• _EXERCISE DETAILS_
Pick out every line of the material below that contains the word "with" and copy each of those lines in full.

LISTED RECORDS below:

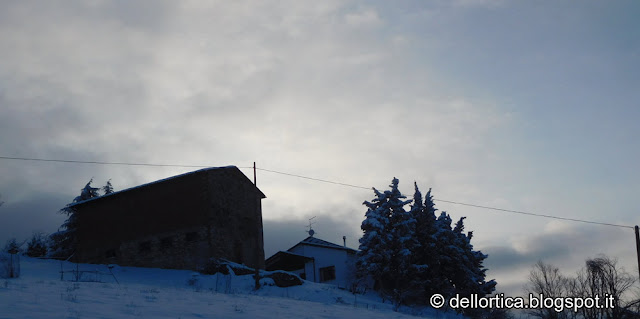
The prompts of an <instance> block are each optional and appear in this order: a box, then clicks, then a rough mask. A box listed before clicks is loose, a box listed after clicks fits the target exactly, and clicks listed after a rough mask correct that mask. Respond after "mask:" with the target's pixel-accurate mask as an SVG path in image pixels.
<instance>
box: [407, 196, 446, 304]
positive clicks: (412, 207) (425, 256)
mask: <svg viewBox="0 0 640 319" xmlns="http://www.w3.org/2000/svg"><path fill="white" fill-rule="evenodd" d="M414 186H415V193H414V196H413V206H412V208H411V213H412V215H413V216H414V218H415V219H416V231H415V237H416V242H417V243H418V246H417V247H416V250H415V253H414V255H413V263H414V265H415V268H416V270H417V274H416V276H415V278H414V286H415V295H414V296H413V297H414V298H415V299H416V300H417V301H421V300H422V301H424V300H429V298H430V297H431V296H432V295H433V294H436V293H440V292H442V289H443V288H444V287H445V286H446V284H445V279H444V278H443V277H442V275H441V271H440V263H441V262H440V259H439V255H438V254H437V252H438V242H436V240H435V237H434V236H435V234H436V215H435V213H436V211H437V209H436V208H435V204H434V203H433V197H432V196H431V189H429V191H428V192H427V194H426V196H425V197H424V203H423V202H422V194H421V193H420V190H419V189H418V185H417V184H414Z"/></svg>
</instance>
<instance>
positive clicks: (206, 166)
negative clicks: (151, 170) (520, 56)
mask: <svg viewBox="0 0 640 319" xmlns="http://www.w3.org/2000/svg"><path fill="white" fill-rule="evenodd" d="M0 159H8V160H21V161H37V162H58V163H73V164H99V165H128V166H152V167H187V168H206V167H211V165H182V164H152V163H127V162H103V161H77V160H60V159H43V158H27V157H9V156H0ZM238 168H253V167H238ZM256 169H257V170H261V171H265V172H269V173H275V174H281V175H286V176H292V177H297V178H303V179H307V180H312V181H317V182H323V183H329V184H334V185H341V186H347V187H353V188H359V189H367V190H370V189H372V188H371V187H364V186H358V185H353V184H347V183H341V182H335V181H330V180H326V179H319V178H313V177H308V176H302V175H297V174H291V173H285V172H280V171H274V170H269V169H265V168H258V167H256ZM433 200H435V201H439V202H443V203H450V204H456V205H463V206H469V207H476V208H483V209H489V210H495V211H500V212H506V213H514V214H521V215H529V216H537V217H544V218H552V219H558V220H566V221H573V222H580V223H587V224H595V225H603V226H613V227H622V228H631V229H634V227H633V226H627V225H619V224H612V223H602V222H595V221H590V220H585V219H577V218H568V217H559V216H553V215H546V214H536V213H528V212H523V211H517V210H511V209H504V208H498V207H491V206H483V205H476V204H469V203H463V202H457V201H450V200H444V199H438V198H433Z"/></svg>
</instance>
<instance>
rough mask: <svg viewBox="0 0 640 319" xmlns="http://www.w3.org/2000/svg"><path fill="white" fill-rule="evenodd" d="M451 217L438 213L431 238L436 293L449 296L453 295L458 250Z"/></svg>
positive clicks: (452, 295)
mask: <svg viewBox="0 0 640 319" xmlns="http://www.w3.org/2000/svg"><path fill="white" fill-rule="evenodd" d="M451 222H452V220H451V217H450V216H449V214H447V213H446V212H442V213H440V216H439V217H438V218H437V219H436V222H435V225H434V226H435V232H434V234H433V239H434V242H435V255H436V256H438V265H437V270H436V275H437V277H436V278H435V279H436V280H437V282H436V289H438V293H439V294H442V295H443V296H445V297H447V298H450V297H452V296H453V295H455V293H456V291H455V277H456V272H457V271H456V270H457V263H458V262H459V258H460V251H459V249H458V247H457V245H456V236H455V235H454V233H453V230H452V229H451Z"/></svg>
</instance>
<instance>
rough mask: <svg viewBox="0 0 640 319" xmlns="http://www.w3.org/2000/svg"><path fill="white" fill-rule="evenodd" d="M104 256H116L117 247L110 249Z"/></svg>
mask: <svg viewBox="0 0 640 319" xmlns="http://www.w3.org/2000/svg"><path fill="white" fill-rule="evenodd" d="M104 256H105V257H107V258H114V257H115V256H116V250H115V249H109V250H107V251H106V252H105V253H104Z"/></svg>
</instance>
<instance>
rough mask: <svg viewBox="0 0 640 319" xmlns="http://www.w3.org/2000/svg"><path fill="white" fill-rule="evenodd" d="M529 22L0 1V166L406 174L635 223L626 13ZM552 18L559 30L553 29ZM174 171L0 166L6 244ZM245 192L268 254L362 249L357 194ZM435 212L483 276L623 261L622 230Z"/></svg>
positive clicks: (312, 173) (266, 10) (425, 189)
mask: <svg viewBox="0 0 640 319" xmlns="http://www.w3.org/2000/svg"><path fill="white" fill-rule="evenodd" d="M470 4H472V5H470ZM529 7H530V5H528V4H511V3H509V2H501V1H491V0H489V1H466V0H465V1H457V2H450V3H443V2H431V3H429V4H425V3H423V2H412V3H405V4H403V5H395V4H394V5H389V4H387V3H385V2H383V3H375V2H372V3H370V4H368V5H366V6H365V5H361V4H355V3H347V2H343V1H321V2H315V3H313V4H310V3H304V4H302V3H300V2H299V1H277V2H274V3H269V2H215V3H214V2H211V3H204V2H198V1H193V2H192V1H181V2H175V1H153V2H147V1H135V2H128V1H89V2H82V3H80V2H65V3H62V4H61V3H55V4H52V3H41V2H35V1H20V2H12V3H7V4H5V5H4V6H3V10H1V11H0V47H2V48H4V49H3V56H2V57H3V58H2V59H1V60H0V145H1V148H2V152H4V154H0V155H2V156H22V157H41V158H60V159H79V160H101V161H118V162H142V163H178V164H196V165H199V164H203V165H210V166H222V165H237V166H250V165H251V163H252V162H253V161H257V162H258V166H259V167H263V168H267V169H274V170H279V171H284V172H288V173H293V174H299V175H304V176H310V177H317V178H321V179H327V180H333V181H339V182H345V183H349V184H355V185H361V186H364V187H371V186H375V187H377V188H379V189H385V188H386V186H387V185H388V184H389V182H390V181H391V178H393V177H394V176H395V177H398V178H399V179H400V188H401V190H403V191H405V192H407V193H408V194H412V192H413V185H412V182H413V181H414V180H415V181H417V182H418V185H419V186H420V187H421V189H422V190H423V192H426V190H427V189H428V188H429V187H433V188H434V193H433V194H434V196H435V197H436V198H440V197H441V198H443V199H448V200H455V201H458V200H459V201H463V202H469V203H478V204H482V205H487V206H496V207H503V208H510V209H516V210H523V211H531V212H541V213H549V214H552V215H554V214H555V215H561V216H566V217H575V218H583V219H594V220H599V221H610V219H611V221H612V222H615V223H622V224H630V225H633V224H638V223H640V220H639V219H638V217H637V216H636V215H637V214H635V215H634V213H633V212H634V211H636V209H635V206H634V203H633V201H629V200H628V199H629V198H633V196H634V194H636V193H637V192H638V187H637V185H636V184H637V183H635V181H636V180H637V179H638V178H636V177H637V176H636V175H637V174H638V173H637V172H638V170H636V169H634V168H635V165H636V162H637V161H636V160H635V159H637V158H638V156H637V155H638V154H637V153H638V150H639V149H640V147H638V139H636V138H635V136H638V126H637V125H634V124H635V122H634V119H636V118H637V116H636V115H637V111H636V109H637V108H636V107H635V106H634V105H633V103H634V101H637V100H638V93H637V90H636V89H635V88H637V87H638V83H639V82H638V77H637V74H640V72H636V70H638V64H637V58H636V56H637V43H640V42H639V41H633V40H634V37H635V36H636V34H633V33H629V32H624V31H626V30H630V29H633V26H634V25H635V24H636V23H637V22H634V21H636V20H637V19H636V20H633V19H632V18H633V17H632V16H629V15H621V14H620V13H623V12H634V11H633V10H628V9H627V8H625V7H624V5H622V4H619V5H616V6H607V10H605V11H606V12H604V11H603V10H600V9H601V8H596V9H597V10H596V9H594V8H595V7H597V6H595V7H594V6H584V7H581V8H580V9H579V10H578V11H576V10H574V8H570V7H567V6H563V5H561V6H558V7H556V6H555V5H554V4H545V5H540V6H539V5H536V6H535V7H536V8H535V10H533V11H530V10H528V8H529ZM487 8H490V10H487ZM522 12H527V13H528V15H527V16H526V17H524V16H521V15H519V14H513V13H522ZM529 13H531V14H529ZM549 13H551V14H552V15H554V16H555V15H557V16H565V15H566V14H567V13H570V15H571V17H572V19H573V20H571V19H570V20H566V19H555V20H553V19H552V20H549V19H547V18H548V14H549ZM601 13H606V14H601ZM619 17H620V19H618V18H619ZM521 18H522V19H521ZM594 18H597V19H596V20H593V19H594ZM614 18H615V19H614ZM516 20H517V21H516ZM514 21H515V22H517V23H515V22H514ZM522 21H524V23H520V22H522ZM593 21H599V23H593ZM610 22H611V23H610ZM614 22H615V23H614ZM505 23H506V24H505ZM504 25H510V26H513V28H503V26H504ZM605 25H606V27H603V26H605ZM576 26H579V27H576ZM583 26H588V27H587V28H583ZM636 29H637V28H636ZM523 34H525V35H526V36H524V37H523V36H522V35H523ZM531 39H545V40H544V41H530V40H531ZM569 40H570V41H569ZM550 75H552V76H550ZM585 88H586V89H585ZM593 88H597V89H593ZM564 105H571V106H572V108H567V109H565V108H564ZM602 105H615V108H613V109H611V108H607V109H606V110H605V109H604V108H602ZM576 107H580V111H579V112H577V111H576V109H575V108H576ZM188 170H189V169H186V168H157V167H154V168H150V167H128V166H97V165H80V164H59V163H36V162H24V161H8V160H2V161H0V176H2V178H1V179H0V193H2V195H3V200H5V201H6V204H5V205H4V206H2V207H0V241H1V240H2V239H3V238H1V237H3V236H4V237H7V236H12V234H14V233H15V236H17V237H23V236H28V235H30V233H31V232H32V231H34V230H44V231H52V230H54V228H56V227H57V225H59V224H60V223H61V221H62V219H63V218H62V217H61V216H59V215H56V211H57V210H58V209H59V208H60V207H61V206H62V205H64V204H66V203H67V202H69V201H70V200H71V199H73V198H74V197H75V196H77V194H78V192H79V190H80V188H82V186H84V184H85V183H86V182H87V181H88V180H89V179H90V178H92V177H93V178H94V181H95V183H96V184H98V185H101V184H103V183H104V182H105V181H106V180H108V179H112V182H113V184H114V186H115V187H116V189H123V188H128V187H132V186H136V185H139V184H143V183H146V182H151V181H154V180H158V179H162V178H166V177H168V176H173V175H176V174H180V173H183V172H186V171H188ZM245 173H246V174H247V175H251V172H250V171H247V170H245ZM258 185H259V186H260V188H261V189H262V190H263V192H264V193H265V194H266V195H267V199H265V200H264V201H263V214H264V225H265V250H266V252H267V254H270V253H273V252H275V251H277V250H281V249H287V248H289V247H291V246H292V245H293V244H295V243H297V242H298V241H300V240H302V239H303V238H304V237H306V234H305V233H304V230H305V228H304V226H305V225H306V223H307V220H306V219H307V218H310V217H312V216H318V217H317V218H316V221H317V224H316V225H314V226H315V227H314V229H315V230H316V231H317V236H318V237H319V238H322V239H325V240H328V241H331V242H335V243H338V244H339V243H341V242H342V236H343V235H346V236H347V244H348V245H349V246H350V247H353V248H356V247H357V239H358V238H359V236H360V230H359V226H360V223H361V221H362V218H364V211H365V210H364V209H363V206H362V205H361V203H362V202H363V201H364V200H370V199H371V198H372V196H373V193H372V192H371V191H370V190H361V189H353V188H343V187H341V186H336V185H332V184H325V183H319V182H313V181H309V180H301V179H297V178H295V177H291V176H284V175H278V174H273V173H268V172H265V171H261V172H259V177H258ZM437 204H438V208H439V209H441V210H446V211H447V212H449V213H451V214H452V217H454V219H457V218H459V217H460V216H467V217H469V218H468V219H467V220H466V221H467V222H468V223H467V227H468V229H469V230H473V231H474V234H475V237H474V241H476V243H477V246H478V247H484V248H483V251H485V252H487V253H489V255H490V257H489V260H488V261H487V265H490V268H491V270H490V273H491V274H492V275H493V273H496V276H495V277H498V279H499V280H500V279H501V278H504V280H503V282H504V285H506V286H508V287H515V286H517V285H516V282H517V281H518V280H522V278H523V274H526V272H527V269H528V267H529V266H528V265H529V264H530V263H534V262H535V261H536V260H538V259H549V260H550V261H552V262H555V263H558V264H559V266H562V267H565V268H566V269H571V271H573V269H576V268H579V267H580V265H581V263H582V262H583V260H584V258H586V257H588V256H592V255H594V254H597V253H600V252H606V253H608V254H610V255H612V256H625V257H624V258H626V259H625V262H626V264H631V262H629V260H632V259H633V258H631V257H628V256H632V255H633V251H632V249H631V250H629V249H628V248H629V247H631V248H633V243H632V242H630V240H629V238H632V235H629V234H626V233H625V232H624V231H620V232H615V231H614V232H613V233H612V232H609V231H605V229H600V228H597V229H588V230H587V228H584V229H583V228H562V227H561V228H557V229H555V230H554V229H548V228H545V227H547V224H545V222H546V220H543V221H533V220H530V219H523V218H522V216H511V215H492V214H493V213H487V214H485V213H486V212H483V213H481V214H478V210H477V209H471V208H469V207H460V206H455V205H448V204H444V203H441V202H440V203H437ZM540 210H544V211H540ZM37 212H41V213H40V214H38V213H37ZM19 216H29V217H30V218H28V219H20V218H19ZM52 216H54V217H52ZM52 218H53V220H51V219H52ZM27 221H28V222H27ZM22 222H24V224H21V223H22ZM53 224H55V226H52V225H53ZM47 225H48V226H47ZM607 229H608V228H607ZM615 230H617V229H615ZM627 235H629V236H627ZM476 243H474V244H476ZM630 245H631V246H630ZM627 259H628V260H627ZM494 270H495V271H494Z"/></svg>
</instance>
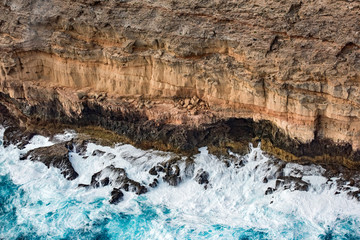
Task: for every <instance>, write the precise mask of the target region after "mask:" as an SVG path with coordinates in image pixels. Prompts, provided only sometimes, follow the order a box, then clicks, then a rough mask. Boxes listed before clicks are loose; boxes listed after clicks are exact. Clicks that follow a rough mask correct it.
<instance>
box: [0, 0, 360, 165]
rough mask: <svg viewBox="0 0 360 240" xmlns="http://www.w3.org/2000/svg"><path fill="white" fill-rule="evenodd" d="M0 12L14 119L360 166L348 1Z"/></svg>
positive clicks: (357, 60) (190, 4)
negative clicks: (232, 145) (78, 125)
mask: <svg viewBox="0 0 360 240" xmlns="http://www.w3.org/2000/svg"><path fill="white" fill-rule="evenodd" d="M0 11H1V13H2V14H1V15H0V52H1V55H0V69H1V71H0V92H2V94H1V103H2V105H3V106H6V107H7V109H9V110H10V112H12V113H13V114H15V112H16V114H17V116H18V115H19V114H24V116H23V118H24V119H25V118H29V119H32V120H34V119H35V120H36V119H37V120H46V121H57V122H62V123H72V124H90V125H100V126H102V127H104V128H107V129H110V130H113V131H115V132H117V133H120V134H125V135H127V136H130V137H131V138H138V139H137V140H136V141H138V142H141V141H144V140H146V141H148V142H150V143H151V142H154V141H158V140H161V141H163V143H164V144H165V145H166V144H170V145H177V144H178V143H179V142H181V144H180V145H179V144H178V145H179V146H176V147H179V148H180V149H182V150H188V149H191V148H192V147H193V146H200V145H201V144H214V145H217V146H230V144H229V143H228V142H229V141H227V140H229V139H230V140H231V141H259V140H262V141H263V146H264V148H265V150H267V151H269V152H271V153H273V154H275V155H276V156H278V157H281V158H283V159H286V160H299V158H301V159H303V158H304V157H305V158H306V157H310V158H311V160H316V159H320V158H321V159H322V160H319V161H323V159H326V161H333V160H334V159H335V160H336V161H340V162H342V163H344V164H345V163H346V164H345V165H349V166H360V165H359V160H360V158H359V157H358V156H359V149H360V141H359V140H360V121H359V120H360V119H359V117H360V115H359V114H360V108H359V106H360V94H359V93H360V92H359V83H360V3H359V2H357V1H343V0H323V1H306V0H304V1H275V0H274V1H259V0H251V1H221V0H210V1H185V2H183V1H170V0H159V1H153V0H148V1H142V0H141V1H140V0H139V1H138V0H107V1H106V0H97V1H95V0H89V1H81V0H78V1H69V0H61V1H60V0H49V1H42V0H31V1H23V0H13V1H9V0H1V1H0ZM17 111H19V112H17ZM24 121H25V120H24ZM25 122H28V120H26V121H25ZM21 124H23V125H26V123H24V122H23V123H21ZM219 125H221V127H220V128H217V126H219ZM164 129H165V130H164ZM184 129H185V130H184ZM209 129H210V130H209ZM214 129H217V130H214ZM143 131H145V132H147V136H146V137H145V138H144V139H141V138H139V135H142V134H143ZM151 131H153V132H151ZM224 134H225V135H224ZM173 135H176V136H173ZM223 135H224V136H225V137H223V138H221V137H219V136H223ZM245 135H246V136H245ZM177 136H179V137H177ZM177 138H181V139H180V140H179V139H177ZM210 138H215V140H214V141H213V140H211V139H210ZM216 138H218V139H216ZM220 138H221V139H220ZM224 139H225V140H224ZM150 145H151V144H150ZM169 148H170V147H169ZM329 156H330V157H329ZM306 159H307V158H306Z"/></svg>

End of LISTED RECORDS.

• _TASK ANSWER_
The prompts of an <instance> block are each optional and appear in this order: a box, then clicks, then a rough mask. A box listed before clicks is loose, a box listed after clicks fits the target exactly, and clicks listed after a rough mask correct that mask. Respond after "mask:" with the target's pixel-accurate mask as an SVG path in image pixels.
Task: for every <instance>, write the precise mask of the target region after "mask:" as an SVG path with coordinates in image pixels. Prompts, provided only sometimes, follow the order a box, then clicks, then a rough mask. Boxes listed before clicks are loose; boxes listed after clicks are exact. Clicks that follow a rough mask correct it.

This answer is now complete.